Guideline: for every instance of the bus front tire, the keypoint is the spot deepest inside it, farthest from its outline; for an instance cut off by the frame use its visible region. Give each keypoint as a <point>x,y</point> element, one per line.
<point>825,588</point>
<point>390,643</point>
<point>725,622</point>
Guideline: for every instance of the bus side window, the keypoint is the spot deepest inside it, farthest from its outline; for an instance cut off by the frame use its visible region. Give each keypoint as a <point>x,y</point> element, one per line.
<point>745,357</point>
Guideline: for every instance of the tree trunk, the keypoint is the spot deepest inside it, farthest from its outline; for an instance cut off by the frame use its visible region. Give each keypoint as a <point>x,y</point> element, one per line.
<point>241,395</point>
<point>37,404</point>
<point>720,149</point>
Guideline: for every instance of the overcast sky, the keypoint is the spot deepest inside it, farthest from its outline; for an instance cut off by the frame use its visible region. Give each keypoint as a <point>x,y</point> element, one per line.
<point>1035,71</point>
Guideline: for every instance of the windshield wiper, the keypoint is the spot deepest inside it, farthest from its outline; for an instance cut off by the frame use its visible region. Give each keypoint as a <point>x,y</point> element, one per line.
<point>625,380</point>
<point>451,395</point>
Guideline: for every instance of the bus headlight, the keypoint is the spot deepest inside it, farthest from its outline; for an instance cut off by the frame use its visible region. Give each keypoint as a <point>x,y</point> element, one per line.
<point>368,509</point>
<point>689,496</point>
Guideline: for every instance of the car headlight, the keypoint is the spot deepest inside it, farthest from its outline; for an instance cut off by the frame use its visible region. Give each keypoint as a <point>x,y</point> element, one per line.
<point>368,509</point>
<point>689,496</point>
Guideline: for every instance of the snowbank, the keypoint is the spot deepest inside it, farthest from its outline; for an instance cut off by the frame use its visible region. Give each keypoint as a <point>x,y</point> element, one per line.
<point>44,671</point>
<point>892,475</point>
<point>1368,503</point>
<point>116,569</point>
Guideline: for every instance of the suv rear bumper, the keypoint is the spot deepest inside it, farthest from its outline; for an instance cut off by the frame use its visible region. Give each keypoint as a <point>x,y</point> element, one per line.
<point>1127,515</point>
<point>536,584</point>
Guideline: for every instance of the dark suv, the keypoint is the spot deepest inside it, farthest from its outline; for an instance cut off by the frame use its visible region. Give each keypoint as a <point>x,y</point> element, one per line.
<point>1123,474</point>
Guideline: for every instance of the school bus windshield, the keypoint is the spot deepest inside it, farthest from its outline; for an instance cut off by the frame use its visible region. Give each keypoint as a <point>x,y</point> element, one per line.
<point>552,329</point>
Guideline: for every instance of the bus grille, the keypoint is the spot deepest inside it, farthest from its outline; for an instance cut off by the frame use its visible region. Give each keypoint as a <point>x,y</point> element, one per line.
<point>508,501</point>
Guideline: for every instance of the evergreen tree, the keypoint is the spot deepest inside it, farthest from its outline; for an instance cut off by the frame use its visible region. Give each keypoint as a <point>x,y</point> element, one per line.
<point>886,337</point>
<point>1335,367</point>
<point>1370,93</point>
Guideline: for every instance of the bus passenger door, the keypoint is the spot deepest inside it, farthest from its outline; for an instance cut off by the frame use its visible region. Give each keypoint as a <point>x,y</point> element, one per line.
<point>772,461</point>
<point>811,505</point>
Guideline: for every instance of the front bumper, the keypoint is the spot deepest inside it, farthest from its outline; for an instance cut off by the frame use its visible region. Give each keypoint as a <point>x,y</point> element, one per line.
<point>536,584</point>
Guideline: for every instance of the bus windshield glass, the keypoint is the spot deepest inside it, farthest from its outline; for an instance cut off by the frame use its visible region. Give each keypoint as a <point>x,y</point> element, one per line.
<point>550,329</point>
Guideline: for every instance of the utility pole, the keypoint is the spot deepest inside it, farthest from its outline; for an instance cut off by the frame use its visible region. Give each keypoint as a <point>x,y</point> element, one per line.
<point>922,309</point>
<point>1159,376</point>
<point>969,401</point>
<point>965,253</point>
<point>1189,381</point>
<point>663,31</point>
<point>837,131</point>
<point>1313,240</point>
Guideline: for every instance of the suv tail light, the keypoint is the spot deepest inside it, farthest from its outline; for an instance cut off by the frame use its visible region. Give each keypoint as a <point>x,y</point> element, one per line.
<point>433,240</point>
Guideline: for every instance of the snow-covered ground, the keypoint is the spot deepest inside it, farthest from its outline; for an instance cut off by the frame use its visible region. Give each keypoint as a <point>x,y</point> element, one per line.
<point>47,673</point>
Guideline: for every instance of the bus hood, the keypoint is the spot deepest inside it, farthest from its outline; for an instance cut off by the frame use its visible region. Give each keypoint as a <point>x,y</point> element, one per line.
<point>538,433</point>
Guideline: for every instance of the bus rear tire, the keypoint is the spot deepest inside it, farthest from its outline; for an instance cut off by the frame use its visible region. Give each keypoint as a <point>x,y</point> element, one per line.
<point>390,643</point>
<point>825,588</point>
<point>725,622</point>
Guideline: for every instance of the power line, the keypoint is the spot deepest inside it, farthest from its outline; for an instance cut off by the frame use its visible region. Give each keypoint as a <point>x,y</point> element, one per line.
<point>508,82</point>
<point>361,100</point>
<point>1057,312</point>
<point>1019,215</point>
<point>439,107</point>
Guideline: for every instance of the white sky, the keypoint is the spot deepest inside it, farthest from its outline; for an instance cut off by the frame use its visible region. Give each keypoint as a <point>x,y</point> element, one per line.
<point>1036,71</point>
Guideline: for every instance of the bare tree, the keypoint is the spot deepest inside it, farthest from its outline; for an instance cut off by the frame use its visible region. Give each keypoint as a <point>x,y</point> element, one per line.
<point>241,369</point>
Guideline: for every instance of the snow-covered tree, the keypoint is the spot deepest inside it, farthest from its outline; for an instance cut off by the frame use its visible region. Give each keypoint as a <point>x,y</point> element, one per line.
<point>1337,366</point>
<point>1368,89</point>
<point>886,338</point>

◆ EXERCISE DIRECTIONS
All of the material should appear again, reproduced word for word.

◆ EXERCISE ANSWER
Guideline: for every instance of the bus front tire, the keypoint is the spot deepest inside it, farthest from its outline; for an instance cut off by the frame use its visible region. Give each keypoint as a <point>x,y</point> element, one per line.
<point>825,588</point>
<point>390,643</point>
<point>725,622</point>
Guideline: for every instance of the bus side window, the keypoint is the spot deepest inside it, farthest from its outline; for an instance cut off by the frame use its visible region. Give each keypoint as a <point>x,y</point> element, one per line.
<point>745,357</point>
Guideline: for every instance of the tree trunk, the keypoint is the spot deepest inside it, farthest from its outline; for an instance cut off by the frame use its visible region. Give each keypoint as a <point>x,y</point> element, one per line.
<point>241,395</point>
<point>37,404</point>
<point>720,149</point>
Guideline: for every instance of the overcast sky, the keypoint is the spot deepest inside it, farthest from its outline; for an instance cut off by the frame use its visible region. Give each keypoint as a <point>x,y</point> element, one per line.
<point>1035,71</point>
Guideline: for every instance of the windshield wiper, the keypoint is the spot deepest inside it, farthest from its outline; for an instance cut off by the frame use its visible region. Give each keypoint as a <point>x,y</point> element, one per line.
<point>625,380</point>
<point>451,395</point>
Guideline: for every instance of the bus headlight, the keypoint is the spot deepest inside it, farthest from its outline; for an instance cut off by the frame use its visible region. Give each keypoint as a <point>x,y</point> element, one per line.
<point>368,509</point>
<point>689,496</point>
Guideline: for every instance of the car headlight, the keypoint is the spot deepest inside it, farthest from its outline; for an instance cut off by the frame use its visible region. Give each keypoint as a <point>x,y</point> element, one per line.
<point>368,509</point>
<point>689,496</point>
Guideline: for every instance of the snowbank, the keypoint is the spot deepest inside it, farthest from its outline; for an instance cut off by the frame use its visible region. Give each keypoint as a <point>x,y</point> element, one per line.
<point>44,671</point>
<point>892,475</point>
<point>1368,503</point>
<point>116,569</point>
Guideline: for every instance of the suv rear bumper, the keypoint is the spot deepest inside it, farthest from its outline; for an instance cut off by the frame use its visible region. Give each keypoint as a <point>x,y</point> element, one per line.
<point>1127,515</point>
<point>536,584</point>
Guideline: for every instance of the dark suv, the keypoint is the spot deepest inside it, farthest from its outline; for an instance cut off by the frame use its visible region. Give each keypoint as a <point>x,y</point> element, one per line.
<point>1123,474</point>
Guideline: for every instance of the school bus windshield, the keypoint is the spot deepest inside it, farthest from its outline; for an instance cut off by the frame use its visible region. Give each keypoint as a <point>x,y</point> element, one per line.
<point>552,329</point>
Guideline: for every instance of the bus grille, the keypoint is the spot deepest inside it, farthest from its outline; for an instance cut off by the frame use its visible region. Give each keypoint as a <point>x,y</point> element, one per line.
<point>508,501</point>
Guideline: for every instance of the evergreen tree, the keypoint is the spot deepest inside it, farthest from its outline; for an instance cut off by the frame use its visible region. Give each keypoint as a <point>x,y</point> element, one per line.
<point>886,337</point>
<point>1335,367</point>
<point>1370,93</point>
Guideline: for every instance of the bus passenger door, the keypoint is the spot deepest inside it, farthest from its outline; for an instance cut off by the frame use its visible region. Give each keypoint as a <point>x,y</point> element, one per line.
<point>772,461</point>
<point>811,505</point>
Guideline: for every instance of the front bumper, the keypoint is the spot deepest inside it, farthest from its outline; for an instance cut off by the frame use its visible region. Give each keypoint as a <point>x,y</point> element, one per line.
<point>536,584</point>
Guideline: for every instance of the bus windshield glass, the keypoint is the spot deepest inside it, farthest from its outline; for an instance cut off by the frame use its visible region. Give each keypoint as a <point>x,y</point> element, one per line.
<point>550,329</point>
Guideline: for every instance of the utility pole, the keypoint is the spot deepest inside it, farthest from its outline; for an instance cut off by the frame use its visible region. Give each keypoint as a <point>x,y</point> element, one per line.
<point>922,309</point>
<point>1159,376</point>
<point>969,401</point>
<point>965,253</point>
<point>1189,381</point>
<point>663,31</point>
<point>837,131</point>
<point>1313,240</point>
Guideline: for every instance of the suv tail light, the keypoint is the spot deepest inside it, farthest from its outline; for an instance cut off by the frame use its visible region. Give each keypoint as a <point>x,y</point> element, one per line.
<point>433,240</point>
Guideline: for every instance of the snow-covered ground, the keypoint is the spot deepest inside it, farthest from its outline; for an instance cut off by the frame use its visible region. Give each keypoint as a <point>x,y</point> element, one per line.
<point>47,673</point>
Guideline: for every instance of the bus hood, the keypoint is the spot deepest inside it, farthest from its outline; for an instance cut off by the frame use its visible region. Give each keypoint as a <point>x,y</point> element, one per line.
<point>538,433</point>
Guideline: for every instance of the bus rear tire, the keypoint is the spot deepest inside it, farthest from its outline; for an instance cut off by the frame use its visible region. Give each keypoint as a <point>x,y</point> element, one per line.
<point>390,643</point>
<point>825,588</point>
<point>725,622</point>
Guideline: for every instance of the power line, the keypoint is the spot deepest inside it, farthest from its outline; for an instance cut off by the frame use its visible region. Give each keypoint as a <point>x,y</point> element, one per line.
<point>508,82</point>
<point>361,100</point>
<point>1057,312</point>
<point>1019,215</point>
<point>439,107</point>
Guideline: for every instance of the white sky, the keypoint is the spot deepest inside it, farthest from its outline; for an instance cut off by the frame use its visible region. Give each keypoint as a <point>x,y</point> element, one per line.
<point>1036,71</point>
Guideline: for every instance of the bare tree, the keypoint is the spot deepest inside it, farthest from its outline; for an instance cut off by the frame use its visible region. Give each keypoint as a <point>x,y</point> element, one per line.
<point>241,369</point>
Guideline: for every instance of the snow-covered tree, the keypoint is the spot deepest inside it, farthest from its outline; for an instance cut off by the frame use its visible region. Give each keypoint as a <point>x,y</point> element, one per line.
<point>1337,366</point>
<point>1368,89</point>
<point>886,338</point>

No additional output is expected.